→ DO THIS
In the data below, add -74 to every box coordinate in the answers and write out again everything from the line with "Check whether the green perch" to the line with "[[196, 126, 643, 468]]", both included and with every request kept.

→ RECORDS FOR THIS EXERCISE
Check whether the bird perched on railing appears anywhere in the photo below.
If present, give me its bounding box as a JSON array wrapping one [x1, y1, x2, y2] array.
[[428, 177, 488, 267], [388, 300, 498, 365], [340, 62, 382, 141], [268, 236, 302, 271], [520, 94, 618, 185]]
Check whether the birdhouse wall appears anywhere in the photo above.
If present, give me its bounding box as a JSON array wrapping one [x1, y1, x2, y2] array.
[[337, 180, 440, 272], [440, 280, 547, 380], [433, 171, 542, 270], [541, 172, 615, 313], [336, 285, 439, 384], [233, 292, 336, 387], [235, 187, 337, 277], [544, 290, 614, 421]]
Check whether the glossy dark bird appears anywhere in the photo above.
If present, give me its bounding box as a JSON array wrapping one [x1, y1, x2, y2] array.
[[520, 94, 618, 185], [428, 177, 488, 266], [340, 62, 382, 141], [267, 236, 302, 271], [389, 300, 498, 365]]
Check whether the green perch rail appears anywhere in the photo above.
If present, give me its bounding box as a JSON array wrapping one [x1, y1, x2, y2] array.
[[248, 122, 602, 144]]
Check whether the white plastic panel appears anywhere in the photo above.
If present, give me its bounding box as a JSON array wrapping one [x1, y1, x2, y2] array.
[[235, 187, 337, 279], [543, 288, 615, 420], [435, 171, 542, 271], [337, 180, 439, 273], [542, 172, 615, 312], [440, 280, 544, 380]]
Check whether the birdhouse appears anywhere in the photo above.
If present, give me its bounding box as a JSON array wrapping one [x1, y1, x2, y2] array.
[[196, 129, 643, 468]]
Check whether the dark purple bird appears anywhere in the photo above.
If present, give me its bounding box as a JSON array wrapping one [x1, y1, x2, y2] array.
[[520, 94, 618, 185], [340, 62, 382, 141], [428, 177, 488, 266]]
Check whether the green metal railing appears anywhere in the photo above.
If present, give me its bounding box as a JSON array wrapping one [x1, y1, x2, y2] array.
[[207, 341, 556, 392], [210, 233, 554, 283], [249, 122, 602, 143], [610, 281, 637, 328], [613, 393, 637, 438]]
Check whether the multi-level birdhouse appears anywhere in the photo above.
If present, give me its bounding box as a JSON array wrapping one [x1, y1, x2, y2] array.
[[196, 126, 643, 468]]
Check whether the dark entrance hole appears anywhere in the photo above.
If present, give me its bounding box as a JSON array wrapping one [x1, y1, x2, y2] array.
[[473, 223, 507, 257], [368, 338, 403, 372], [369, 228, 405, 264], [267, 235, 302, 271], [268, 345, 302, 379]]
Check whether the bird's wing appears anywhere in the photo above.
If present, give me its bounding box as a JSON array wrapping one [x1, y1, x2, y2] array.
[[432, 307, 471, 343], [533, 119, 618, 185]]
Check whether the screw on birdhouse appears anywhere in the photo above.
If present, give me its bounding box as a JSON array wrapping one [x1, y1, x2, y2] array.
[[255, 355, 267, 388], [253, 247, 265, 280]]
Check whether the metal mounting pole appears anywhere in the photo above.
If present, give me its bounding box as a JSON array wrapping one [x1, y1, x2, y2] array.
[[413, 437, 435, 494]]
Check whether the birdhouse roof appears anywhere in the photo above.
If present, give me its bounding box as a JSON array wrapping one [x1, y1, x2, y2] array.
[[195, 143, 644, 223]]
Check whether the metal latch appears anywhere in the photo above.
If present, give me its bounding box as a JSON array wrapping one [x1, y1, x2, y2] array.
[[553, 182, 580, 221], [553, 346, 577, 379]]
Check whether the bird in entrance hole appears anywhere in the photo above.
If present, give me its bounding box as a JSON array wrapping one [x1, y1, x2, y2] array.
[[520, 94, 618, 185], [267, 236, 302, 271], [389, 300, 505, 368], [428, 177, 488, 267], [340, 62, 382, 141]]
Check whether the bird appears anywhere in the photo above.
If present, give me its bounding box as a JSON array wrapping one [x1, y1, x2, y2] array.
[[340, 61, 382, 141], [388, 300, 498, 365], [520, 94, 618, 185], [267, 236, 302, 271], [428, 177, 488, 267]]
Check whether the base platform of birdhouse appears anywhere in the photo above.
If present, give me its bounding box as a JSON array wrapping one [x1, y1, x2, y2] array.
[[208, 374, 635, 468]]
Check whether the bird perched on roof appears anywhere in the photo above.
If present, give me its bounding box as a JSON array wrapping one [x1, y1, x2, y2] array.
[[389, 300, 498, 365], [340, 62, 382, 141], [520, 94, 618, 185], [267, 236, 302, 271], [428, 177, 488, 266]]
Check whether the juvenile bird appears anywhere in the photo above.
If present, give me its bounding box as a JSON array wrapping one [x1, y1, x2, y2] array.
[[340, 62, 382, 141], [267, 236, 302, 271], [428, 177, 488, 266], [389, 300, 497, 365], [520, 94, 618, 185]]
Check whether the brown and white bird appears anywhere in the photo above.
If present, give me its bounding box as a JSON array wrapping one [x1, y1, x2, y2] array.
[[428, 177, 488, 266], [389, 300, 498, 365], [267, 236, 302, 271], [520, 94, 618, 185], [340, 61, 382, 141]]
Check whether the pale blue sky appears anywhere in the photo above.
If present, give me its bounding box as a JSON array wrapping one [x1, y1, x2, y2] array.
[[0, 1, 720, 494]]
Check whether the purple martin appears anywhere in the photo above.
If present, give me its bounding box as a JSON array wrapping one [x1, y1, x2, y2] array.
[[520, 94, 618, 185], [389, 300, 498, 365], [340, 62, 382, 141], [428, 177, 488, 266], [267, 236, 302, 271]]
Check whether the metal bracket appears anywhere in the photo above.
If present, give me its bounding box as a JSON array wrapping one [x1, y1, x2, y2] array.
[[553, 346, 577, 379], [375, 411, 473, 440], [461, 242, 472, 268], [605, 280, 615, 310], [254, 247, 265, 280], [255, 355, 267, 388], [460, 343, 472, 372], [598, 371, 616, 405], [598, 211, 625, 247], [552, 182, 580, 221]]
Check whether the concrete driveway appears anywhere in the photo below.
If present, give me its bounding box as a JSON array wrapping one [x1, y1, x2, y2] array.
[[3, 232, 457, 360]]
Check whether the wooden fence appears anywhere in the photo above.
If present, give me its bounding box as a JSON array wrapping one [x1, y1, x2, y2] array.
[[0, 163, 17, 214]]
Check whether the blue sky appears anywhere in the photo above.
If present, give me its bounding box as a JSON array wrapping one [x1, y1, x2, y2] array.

→ COMPLETE RESPONSE
Check whether the green perch rail appears anywhere in the photo above.
If present, give me its bounding box as a JSON array wrapping one [x1, y1, x2, y2] array.
[[174, 48, 528, 70]]
Check whether the white plastic panel appears anywhere in the photo above.
If present, give me its bounding box as a JSON array wrapping one [x1, y1, x2, y2] array.
[[161, 113, 263, 205], [469, 214, 541, 346], [361, 97, 468, 197], [263, 106, 365, 199], [468, 98, 541, 238], [366, 206, 470, 306]]
Check whether the birdhouse appears anywhere in the photo above.
If present, give me its bounding box as a JSON array wrapping one [x1, y1, x2, y2] array.
[[122, 55, 569, 394]]
Check whether the dark purple bird appears anywhere in the photo above.
If present, give me its bounding box as a JSON array wrapping one [x1, y1, x2, y2] array.
[[446, 20, 544, 111], [266, -12, 308, 67], [354, 103, 414, 192]]
Check whether the green metal railing appears anywhere in the photo above.
If present, give me its bounding box as a JSON array wrapping one [x1, y1, x2, y2] array.
[[133, 267, 482, 318], [136, 159, 480, 209], [175, 48, 528, 69], [536, 207, 563, 254], [539, 319, 563, 364]]
Check whether the multi-level birdhouse appears anywhere in the photo above.
If present, give me its bounding box as a JSON array wrapping one [x1, y1, x2, y2] array.
[[122, 52, 569, 394]]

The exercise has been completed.